§ **À FAIRE**:
#1 Recopiez sans rien changer le passage du document qui commence par les mots contenant « Une petite minorité, un » et se termine par « fut son enterrement. ».
#2 Extrayez de la liste chaque ligne où figure la chaîne « chrome », en tenant compte des majuscules et minuscules.

Une petite minorité, un petit groupe, une immense majorité de juifs pauvres (il y en a, beaucoup), de misérables (il y en a, beaucoup), lui demeuraient fidèles, lui étaient attachés d’un attachement, d’un amour fanatique, qu’exaspéraient de jour en jour les approches de la mort. Ceux-là l’aimaient. Nous l’aimions. Les riches ne l’aimaient déjà plus.

Je dirai donc quel fut son enterrement.

Je dirai quelle fut toute sa fin.

Je dirai combien il souffrit.

Je dirai, dans ces confessions, combien il se tut.

§ **DONNÉES FOURNIES**:

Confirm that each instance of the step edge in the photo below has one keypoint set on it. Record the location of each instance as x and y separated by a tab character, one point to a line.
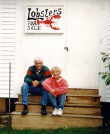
64	115
66	105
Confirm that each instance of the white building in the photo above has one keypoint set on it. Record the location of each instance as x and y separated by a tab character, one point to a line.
85	34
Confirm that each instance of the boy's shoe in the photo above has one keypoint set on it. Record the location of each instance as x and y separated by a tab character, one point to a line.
43	110
55	111
60	112
25	110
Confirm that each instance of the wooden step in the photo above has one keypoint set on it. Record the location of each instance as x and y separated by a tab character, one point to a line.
77	110
82	91
36	121
4	120
2	105
78	99
71	99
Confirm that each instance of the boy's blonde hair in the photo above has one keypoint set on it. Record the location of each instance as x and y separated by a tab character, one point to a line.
55	69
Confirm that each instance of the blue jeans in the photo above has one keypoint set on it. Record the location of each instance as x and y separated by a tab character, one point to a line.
57	102
26	89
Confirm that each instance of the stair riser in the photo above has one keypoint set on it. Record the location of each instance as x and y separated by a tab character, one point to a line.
70	100
67	110
83	100
48	122
2	105
83	92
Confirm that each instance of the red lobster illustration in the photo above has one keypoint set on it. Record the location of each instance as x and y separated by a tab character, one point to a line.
50	22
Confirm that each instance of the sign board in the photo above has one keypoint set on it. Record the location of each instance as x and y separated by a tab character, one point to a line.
44	19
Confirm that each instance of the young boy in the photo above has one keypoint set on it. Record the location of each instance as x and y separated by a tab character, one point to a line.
57	88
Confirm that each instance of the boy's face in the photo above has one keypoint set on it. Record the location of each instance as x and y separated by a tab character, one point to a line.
38	64
56	74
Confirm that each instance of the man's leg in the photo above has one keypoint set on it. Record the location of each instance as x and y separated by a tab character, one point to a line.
61	101
25	92
44	97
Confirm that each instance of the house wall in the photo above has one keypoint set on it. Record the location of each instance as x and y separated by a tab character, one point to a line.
84	23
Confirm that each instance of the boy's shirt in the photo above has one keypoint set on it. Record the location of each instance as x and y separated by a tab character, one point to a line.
60	86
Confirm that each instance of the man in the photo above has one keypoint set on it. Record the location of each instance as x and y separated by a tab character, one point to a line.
36	74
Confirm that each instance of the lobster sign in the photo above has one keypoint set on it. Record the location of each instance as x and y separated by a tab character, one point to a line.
44	19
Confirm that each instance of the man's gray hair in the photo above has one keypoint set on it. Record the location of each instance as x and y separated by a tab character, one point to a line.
38	59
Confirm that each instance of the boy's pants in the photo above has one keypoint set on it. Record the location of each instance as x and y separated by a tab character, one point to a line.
57	102
26	89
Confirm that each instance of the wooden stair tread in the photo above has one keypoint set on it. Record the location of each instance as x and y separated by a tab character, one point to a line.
64	115
66	105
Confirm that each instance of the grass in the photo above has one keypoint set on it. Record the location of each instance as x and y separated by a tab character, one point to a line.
57	131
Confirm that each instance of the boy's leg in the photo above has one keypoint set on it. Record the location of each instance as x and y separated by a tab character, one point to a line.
53	100
25	93
61	101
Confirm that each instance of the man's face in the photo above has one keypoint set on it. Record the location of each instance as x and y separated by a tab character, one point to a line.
38	64
56	74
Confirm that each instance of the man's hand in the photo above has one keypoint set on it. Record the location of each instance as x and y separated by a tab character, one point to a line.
52	91
35	83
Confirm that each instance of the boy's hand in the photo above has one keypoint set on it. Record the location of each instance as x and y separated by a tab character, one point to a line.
52	91
35	83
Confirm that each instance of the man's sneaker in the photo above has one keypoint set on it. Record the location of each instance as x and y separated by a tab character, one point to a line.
60	112
25	110
55	111
43	110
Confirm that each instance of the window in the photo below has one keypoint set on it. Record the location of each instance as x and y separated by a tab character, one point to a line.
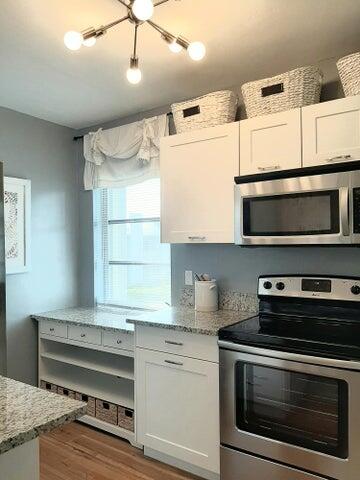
132	266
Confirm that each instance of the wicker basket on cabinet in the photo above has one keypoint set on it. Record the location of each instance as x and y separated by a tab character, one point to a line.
294	89
209	110
349	71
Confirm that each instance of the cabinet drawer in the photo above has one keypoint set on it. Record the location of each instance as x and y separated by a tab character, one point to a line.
85	334
203	347
53	328
177	407
123	341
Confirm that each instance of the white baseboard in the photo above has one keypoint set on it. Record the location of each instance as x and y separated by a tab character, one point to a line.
21	463
174	462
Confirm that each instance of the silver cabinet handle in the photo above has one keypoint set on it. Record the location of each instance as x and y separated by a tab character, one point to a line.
344	211
271	167
339	157
171	362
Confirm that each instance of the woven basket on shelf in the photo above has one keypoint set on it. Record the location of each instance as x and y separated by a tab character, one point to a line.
349	71
207	111
294	89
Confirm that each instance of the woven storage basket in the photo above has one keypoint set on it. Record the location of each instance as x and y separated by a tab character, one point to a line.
294	89
91	410
66	392
213	109
349	71
106	411
126	418
48	386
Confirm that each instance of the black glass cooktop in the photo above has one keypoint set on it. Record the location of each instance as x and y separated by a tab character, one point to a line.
334	334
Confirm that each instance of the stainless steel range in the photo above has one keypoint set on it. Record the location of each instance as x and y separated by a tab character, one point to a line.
290	383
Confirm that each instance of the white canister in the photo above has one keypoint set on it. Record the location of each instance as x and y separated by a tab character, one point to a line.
206	296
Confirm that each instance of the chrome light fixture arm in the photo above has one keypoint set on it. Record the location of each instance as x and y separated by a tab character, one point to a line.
139	12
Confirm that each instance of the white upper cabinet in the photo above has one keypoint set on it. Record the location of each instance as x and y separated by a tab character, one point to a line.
271	142
197	171
331	132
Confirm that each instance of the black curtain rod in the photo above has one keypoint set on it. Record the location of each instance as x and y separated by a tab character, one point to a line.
80	137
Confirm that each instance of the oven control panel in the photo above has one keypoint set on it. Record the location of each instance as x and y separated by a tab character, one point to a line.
330	288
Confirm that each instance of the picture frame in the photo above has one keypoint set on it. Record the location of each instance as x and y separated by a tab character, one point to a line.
17	220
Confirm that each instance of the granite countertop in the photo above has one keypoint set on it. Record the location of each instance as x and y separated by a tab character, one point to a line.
188	320
26	412
106	318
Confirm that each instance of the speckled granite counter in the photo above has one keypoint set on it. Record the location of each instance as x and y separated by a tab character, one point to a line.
105	318
187	320
26	412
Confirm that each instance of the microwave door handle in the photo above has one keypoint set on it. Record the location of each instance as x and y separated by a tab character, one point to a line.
344	211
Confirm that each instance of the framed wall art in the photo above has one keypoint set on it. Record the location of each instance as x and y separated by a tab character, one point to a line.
17	218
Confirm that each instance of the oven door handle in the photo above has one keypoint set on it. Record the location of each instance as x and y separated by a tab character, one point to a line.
344	211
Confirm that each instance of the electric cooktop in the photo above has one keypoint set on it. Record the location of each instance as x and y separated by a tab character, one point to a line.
317	316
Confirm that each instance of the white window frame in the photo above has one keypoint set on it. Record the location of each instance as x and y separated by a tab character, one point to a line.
102	261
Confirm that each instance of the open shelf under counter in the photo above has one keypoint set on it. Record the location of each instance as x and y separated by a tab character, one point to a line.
93	383
113	429
81	356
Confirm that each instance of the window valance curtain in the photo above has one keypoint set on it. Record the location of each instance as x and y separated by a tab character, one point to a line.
124	155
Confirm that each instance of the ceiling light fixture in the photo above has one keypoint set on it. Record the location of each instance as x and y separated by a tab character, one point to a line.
133	73
139	12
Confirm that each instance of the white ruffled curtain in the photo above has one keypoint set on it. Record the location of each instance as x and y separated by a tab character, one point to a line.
124	155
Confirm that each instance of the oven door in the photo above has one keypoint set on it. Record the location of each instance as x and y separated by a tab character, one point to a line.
294	413
298	210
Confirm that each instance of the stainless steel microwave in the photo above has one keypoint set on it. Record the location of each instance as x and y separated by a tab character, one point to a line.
294	207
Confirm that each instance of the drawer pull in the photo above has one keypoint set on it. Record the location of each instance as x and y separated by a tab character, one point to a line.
196	238
271	167
339	157
171	362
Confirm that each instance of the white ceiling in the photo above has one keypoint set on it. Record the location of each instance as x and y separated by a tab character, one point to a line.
246	40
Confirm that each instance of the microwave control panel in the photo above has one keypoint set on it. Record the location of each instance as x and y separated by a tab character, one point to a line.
356	209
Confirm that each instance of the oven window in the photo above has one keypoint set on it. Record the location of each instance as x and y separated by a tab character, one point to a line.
296	408
312	213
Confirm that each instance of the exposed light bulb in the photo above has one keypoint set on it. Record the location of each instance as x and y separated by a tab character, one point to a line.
134	75
175	47
197	51
73	40
89	42
143	9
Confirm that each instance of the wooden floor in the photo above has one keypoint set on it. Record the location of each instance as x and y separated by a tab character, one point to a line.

§ **CORRIGÉS**:
#1
Une petite minorité, un petit groupe, une immense majorité de juifs pauvres (il y en a, beaucoup), de misérables (il y en a, beaucoup), lui demeuraient fidèles, lui étaient attachés d’un attachement, d’un amour fanatique, qu’exaspéraient de jour en jour les approches de la mort. Ceux-là l’aimaient. Nous l’aimions. Les riches ne l’aimaient déjà plus.

Je dirai donc quel fut son enterrement.

#2
Confirm that each instance of the chrome light fixture arm in the photo above has one keypoint set on it. Record the location of each instance as x and y separated by a tab character, one point to a line.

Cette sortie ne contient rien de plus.